AIM OF THE EXERCISE:
Each line below is to be written out once more, precisely as given.

Saved entries:
====

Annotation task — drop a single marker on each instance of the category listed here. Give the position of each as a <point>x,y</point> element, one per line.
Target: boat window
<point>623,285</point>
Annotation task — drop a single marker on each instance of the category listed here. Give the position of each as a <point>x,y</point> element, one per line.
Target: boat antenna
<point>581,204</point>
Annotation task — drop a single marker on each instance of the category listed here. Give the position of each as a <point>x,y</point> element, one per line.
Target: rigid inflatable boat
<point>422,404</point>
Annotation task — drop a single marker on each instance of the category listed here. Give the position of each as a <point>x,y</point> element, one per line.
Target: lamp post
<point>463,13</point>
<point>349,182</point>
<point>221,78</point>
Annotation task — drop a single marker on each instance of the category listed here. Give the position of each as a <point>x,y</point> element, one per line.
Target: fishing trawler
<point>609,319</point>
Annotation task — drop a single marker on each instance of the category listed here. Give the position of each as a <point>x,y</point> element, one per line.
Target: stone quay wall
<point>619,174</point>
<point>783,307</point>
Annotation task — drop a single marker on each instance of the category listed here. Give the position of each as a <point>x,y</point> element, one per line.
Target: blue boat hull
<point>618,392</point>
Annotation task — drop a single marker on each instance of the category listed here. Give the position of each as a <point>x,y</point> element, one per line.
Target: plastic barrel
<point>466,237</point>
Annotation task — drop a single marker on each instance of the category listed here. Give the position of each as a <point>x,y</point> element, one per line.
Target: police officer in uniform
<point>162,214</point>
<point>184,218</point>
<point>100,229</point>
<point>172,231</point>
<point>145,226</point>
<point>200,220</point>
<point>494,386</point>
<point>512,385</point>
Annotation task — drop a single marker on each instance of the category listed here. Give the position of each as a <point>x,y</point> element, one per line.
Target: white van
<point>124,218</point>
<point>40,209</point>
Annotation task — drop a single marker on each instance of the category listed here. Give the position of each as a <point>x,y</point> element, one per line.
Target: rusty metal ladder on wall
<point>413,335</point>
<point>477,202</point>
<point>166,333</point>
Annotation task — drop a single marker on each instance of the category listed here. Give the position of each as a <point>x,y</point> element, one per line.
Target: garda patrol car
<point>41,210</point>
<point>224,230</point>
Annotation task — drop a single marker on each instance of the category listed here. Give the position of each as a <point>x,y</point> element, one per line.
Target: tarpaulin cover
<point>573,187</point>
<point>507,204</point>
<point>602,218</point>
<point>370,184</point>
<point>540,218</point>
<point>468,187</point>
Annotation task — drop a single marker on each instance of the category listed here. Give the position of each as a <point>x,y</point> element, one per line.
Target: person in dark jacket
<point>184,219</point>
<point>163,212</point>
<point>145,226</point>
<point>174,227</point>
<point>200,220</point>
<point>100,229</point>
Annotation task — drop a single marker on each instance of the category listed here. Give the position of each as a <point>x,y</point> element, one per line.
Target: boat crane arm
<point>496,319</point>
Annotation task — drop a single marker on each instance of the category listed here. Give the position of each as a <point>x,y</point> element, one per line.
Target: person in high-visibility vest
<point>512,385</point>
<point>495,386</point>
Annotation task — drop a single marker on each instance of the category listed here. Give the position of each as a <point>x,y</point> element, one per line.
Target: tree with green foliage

====

RESULT FOR THIS TASK:
Annotation task — drop a single marker on each instance of the category listed here. Give the position of each as a <point>x,y</point> element, one per line.
Target: boat window
<point>623,285</point>
Annotation task — drop a single marker on each instance of the category listed here. Give the position of each as a <point>x,y</point> element, one per line.
Target: boat antenna
<point>581,204</point>
Annotation task — drop a single marker on each instance of the category listed here. Give the position of each as a <point>x,y</point> element, one per line.
Target: rigid inflatable boat
<point>422,404</point>
Annotation task — drop a single marker on each instance of the category listed here. Give the position of each as a <point>x,y</point> element, one per line.
Target: lamp post
<point>463,13</point>
<point>349,182</point>
<point>221,78</point>
Annotation task — drop a single marker on each instance of the category listed here. Give the position of each as a <point>x,y</point> element, one per line.
Target: fishing trawler
<point>609,319</point>
Annotation task — drop a single marker on each instance of the category listed here. Give the position of each as a <point>x,y</point> element, one per line.
Target: stone quay wall
<point>619,174</point>
<point>783,307</point>
Annotation task — drop a single marker on each instance of the category listed here. Give the position of each as a <point>x,y</point> element, one per line.
Target: blue boat hull
<point>618,392</point>
Annotation task — drop a single marker on each instance of the category listed here. Give the position of each as a <point>x,y</point> element, one per line.
Target: plastic barrel
<point>466,237</point>
Annotation task — drop a single marker on each instance of the category listed here. Give the position of each as a <point>x,y</point> element, one per line.
Target: police officer in uniform
<point>162,214</point>
<point>184,218</point>
<point>100,229</point>
<point>172,231</point>
<point>145,226</point>
<point>200,220</point>
<point>494,386</point>
<point>512,385</point>
Annotation task — drop a single marker on each instance of the category listed here. Give the position of each as a <point>x,y</point> element, one per line.
Target: white van
<point>124,218</point>
<point>40,209</point>
Annotation task — drop a single marker on each instance of the category listed here. Give the position of each as a <point>x,y</point> element, one per line.
Target: rusty metal ladder on wall
<point>413,335</point>
<point>477,202</point>
<point>166,333</point>
Annotation task — drop a single marker on each instance of the category listed here. Give the position of each as a <point>x,y</point> element, one per line.
Target: garda patrol car
<point>41,210</point>
<point>224,230</point>
Annotation task — drop a single marker on each instance of the category listed here. Give the position of each as a <point>x,y</point> element, one per line.
Target: tarpaulin cover
<point>573,187</point>
<point>507,204</point>
<point>602,218</point>
<point>370,184</point>
<point>540,218</point>
<point>468,187</point>
Annotation task — drop a single marker on each instance of the category listed here. Give the position of each as a <point>x,y</point> element, one per line.
Target: person in dark jacket
<point>184,219</point>
<point>163,212</point>
<point>145,226</point>
<point>174,227</point>
<point>200,220</point>
<point>100,229</point>
Annotation task — drop a single marker on each instance of the category listed here. Give the position of each as a <point>x,y</point> element, one per line.
Target: boat crane arm
<point>496,319</point>
Annotation task — drop a single marker on each instance of the category listed here. Give the position of each as a <point>x,y</point> element, one per line.
Target: person in high-visibility vest
<point>512,385</point>
<point>495,386</point>
Annotation task — drop a single marker on each instance of the category listed here. Give the position of each as a <point>x,y</point> element, one per line.
Target: tree with green foliage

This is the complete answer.